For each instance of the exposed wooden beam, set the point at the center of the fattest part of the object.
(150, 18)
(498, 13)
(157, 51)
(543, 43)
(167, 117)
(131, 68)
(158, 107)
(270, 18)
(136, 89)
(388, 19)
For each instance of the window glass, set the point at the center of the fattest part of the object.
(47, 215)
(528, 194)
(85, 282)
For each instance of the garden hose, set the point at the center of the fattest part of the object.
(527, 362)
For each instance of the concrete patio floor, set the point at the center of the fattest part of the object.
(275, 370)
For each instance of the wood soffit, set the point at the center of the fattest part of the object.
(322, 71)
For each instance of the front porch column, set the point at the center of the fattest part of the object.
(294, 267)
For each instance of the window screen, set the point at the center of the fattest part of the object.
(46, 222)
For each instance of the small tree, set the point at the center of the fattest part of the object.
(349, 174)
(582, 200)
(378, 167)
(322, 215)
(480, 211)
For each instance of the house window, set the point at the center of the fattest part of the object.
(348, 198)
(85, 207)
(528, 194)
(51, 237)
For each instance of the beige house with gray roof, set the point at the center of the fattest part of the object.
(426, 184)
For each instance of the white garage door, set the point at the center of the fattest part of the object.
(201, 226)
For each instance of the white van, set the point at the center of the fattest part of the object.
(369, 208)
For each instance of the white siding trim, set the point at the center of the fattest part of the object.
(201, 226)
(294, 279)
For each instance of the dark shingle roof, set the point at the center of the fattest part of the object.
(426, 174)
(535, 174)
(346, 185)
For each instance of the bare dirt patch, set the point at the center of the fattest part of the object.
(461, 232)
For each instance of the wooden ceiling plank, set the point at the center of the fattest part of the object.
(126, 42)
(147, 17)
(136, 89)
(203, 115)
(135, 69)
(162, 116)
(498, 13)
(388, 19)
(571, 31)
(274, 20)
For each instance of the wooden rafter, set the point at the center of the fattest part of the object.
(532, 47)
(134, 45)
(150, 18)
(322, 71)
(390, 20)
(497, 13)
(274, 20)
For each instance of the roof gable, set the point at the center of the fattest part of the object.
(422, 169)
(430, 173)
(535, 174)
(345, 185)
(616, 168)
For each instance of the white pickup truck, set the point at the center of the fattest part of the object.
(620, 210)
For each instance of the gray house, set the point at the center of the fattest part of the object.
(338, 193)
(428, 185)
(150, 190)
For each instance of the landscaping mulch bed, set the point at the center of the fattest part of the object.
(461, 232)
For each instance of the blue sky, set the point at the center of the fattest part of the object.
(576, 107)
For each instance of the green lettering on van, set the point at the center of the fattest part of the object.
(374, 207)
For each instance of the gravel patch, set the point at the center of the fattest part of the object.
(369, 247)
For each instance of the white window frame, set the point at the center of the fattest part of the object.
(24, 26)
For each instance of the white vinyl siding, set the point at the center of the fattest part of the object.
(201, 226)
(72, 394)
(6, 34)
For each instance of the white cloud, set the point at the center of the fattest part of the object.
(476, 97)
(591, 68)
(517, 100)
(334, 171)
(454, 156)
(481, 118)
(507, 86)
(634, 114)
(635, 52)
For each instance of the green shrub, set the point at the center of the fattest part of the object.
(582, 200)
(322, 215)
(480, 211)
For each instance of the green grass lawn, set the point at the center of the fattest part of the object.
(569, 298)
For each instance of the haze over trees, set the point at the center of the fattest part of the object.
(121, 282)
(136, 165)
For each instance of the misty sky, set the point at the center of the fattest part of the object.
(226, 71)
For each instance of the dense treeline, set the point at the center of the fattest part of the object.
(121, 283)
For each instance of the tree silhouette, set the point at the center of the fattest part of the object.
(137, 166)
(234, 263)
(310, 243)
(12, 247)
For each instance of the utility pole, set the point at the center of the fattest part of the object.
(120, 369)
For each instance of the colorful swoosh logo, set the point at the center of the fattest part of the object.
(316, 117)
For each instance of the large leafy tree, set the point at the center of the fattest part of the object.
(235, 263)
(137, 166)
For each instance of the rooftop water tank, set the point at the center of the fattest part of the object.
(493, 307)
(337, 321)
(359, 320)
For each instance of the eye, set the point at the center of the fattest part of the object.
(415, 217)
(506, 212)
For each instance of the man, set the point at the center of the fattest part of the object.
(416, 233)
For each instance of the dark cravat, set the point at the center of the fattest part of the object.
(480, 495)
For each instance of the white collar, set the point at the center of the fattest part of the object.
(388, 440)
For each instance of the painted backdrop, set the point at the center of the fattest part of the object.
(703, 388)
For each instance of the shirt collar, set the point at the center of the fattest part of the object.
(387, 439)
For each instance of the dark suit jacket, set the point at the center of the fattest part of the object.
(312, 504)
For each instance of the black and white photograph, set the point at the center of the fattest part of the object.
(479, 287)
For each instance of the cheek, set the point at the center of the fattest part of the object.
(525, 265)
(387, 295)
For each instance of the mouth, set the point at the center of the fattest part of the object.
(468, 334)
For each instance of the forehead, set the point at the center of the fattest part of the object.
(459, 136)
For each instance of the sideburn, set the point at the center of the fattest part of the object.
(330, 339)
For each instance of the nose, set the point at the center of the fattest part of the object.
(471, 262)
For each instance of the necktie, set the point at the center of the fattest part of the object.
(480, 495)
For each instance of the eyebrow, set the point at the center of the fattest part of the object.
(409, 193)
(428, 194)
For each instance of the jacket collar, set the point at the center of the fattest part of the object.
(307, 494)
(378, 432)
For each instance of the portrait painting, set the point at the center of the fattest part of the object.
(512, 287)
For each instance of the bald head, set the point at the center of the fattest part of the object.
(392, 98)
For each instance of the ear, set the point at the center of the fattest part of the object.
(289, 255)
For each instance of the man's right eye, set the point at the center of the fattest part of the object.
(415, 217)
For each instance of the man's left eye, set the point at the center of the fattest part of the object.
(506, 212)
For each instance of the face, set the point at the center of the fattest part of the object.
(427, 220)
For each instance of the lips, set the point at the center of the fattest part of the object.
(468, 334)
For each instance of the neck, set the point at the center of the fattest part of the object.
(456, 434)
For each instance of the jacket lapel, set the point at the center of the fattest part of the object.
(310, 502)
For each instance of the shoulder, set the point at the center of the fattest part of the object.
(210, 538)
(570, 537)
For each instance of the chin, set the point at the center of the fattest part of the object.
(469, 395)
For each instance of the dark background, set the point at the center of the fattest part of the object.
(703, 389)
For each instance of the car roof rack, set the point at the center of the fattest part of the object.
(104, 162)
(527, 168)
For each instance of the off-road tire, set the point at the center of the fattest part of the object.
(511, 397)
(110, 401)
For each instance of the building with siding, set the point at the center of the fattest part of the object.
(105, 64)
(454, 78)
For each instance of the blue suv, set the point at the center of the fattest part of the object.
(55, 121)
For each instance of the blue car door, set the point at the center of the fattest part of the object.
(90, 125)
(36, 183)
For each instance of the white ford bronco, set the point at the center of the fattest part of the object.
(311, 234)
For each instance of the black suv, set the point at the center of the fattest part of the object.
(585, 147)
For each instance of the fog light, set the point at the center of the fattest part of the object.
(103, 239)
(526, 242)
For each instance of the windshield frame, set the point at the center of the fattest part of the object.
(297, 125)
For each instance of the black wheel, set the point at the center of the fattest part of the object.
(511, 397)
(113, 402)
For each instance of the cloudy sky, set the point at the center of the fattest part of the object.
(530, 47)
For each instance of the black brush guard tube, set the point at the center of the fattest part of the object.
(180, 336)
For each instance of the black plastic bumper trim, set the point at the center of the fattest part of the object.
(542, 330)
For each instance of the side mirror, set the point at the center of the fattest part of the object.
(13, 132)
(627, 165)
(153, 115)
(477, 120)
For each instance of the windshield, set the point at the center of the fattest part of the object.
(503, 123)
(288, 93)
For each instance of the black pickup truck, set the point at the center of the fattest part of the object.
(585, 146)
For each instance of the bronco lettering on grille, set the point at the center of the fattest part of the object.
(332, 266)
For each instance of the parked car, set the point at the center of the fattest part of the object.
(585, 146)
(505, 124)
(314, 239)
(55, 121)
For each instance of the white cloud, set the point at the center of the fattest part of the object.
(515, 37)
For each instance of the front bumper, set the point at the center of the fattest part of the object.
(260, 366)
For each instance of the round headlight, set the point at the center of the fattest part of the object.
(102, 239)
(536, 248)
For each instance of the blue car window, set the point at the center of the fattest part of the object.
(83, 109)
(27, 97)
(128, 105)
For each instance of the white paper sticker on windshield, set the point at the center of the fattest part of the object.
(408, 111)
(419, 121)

**What the task asks**:
Everything from the line with "For each instance of the parked" to the end of the listing above needs to be duplicated exactly, both end lines included, with nothing more.

**Result for this task**:
For each instance of the parked car, set the point at the center of the fattest part of the object.
(585, 146)
(505, 124)
(314, 239)
(55, 121)
For each instance of the white cloud, set the point at the center of the fattest part of the object.
(515, 37)
For each instance of the front bumper, set the point at the center of the fattest part of the object.
(260, 366)
For each instance of the round headlight, set the point at the center of the fattest part of the object.
(102, 239)
(536, 248)
For each instance of the blue car window, set the point at the center of the fattest part of the object.
(83, 109)
(27, 97)
(128, 105)
For each instance of the white paper sticker on windshield, set the point at the center of the fattest part of the object.
(408, 111)
(419, 121)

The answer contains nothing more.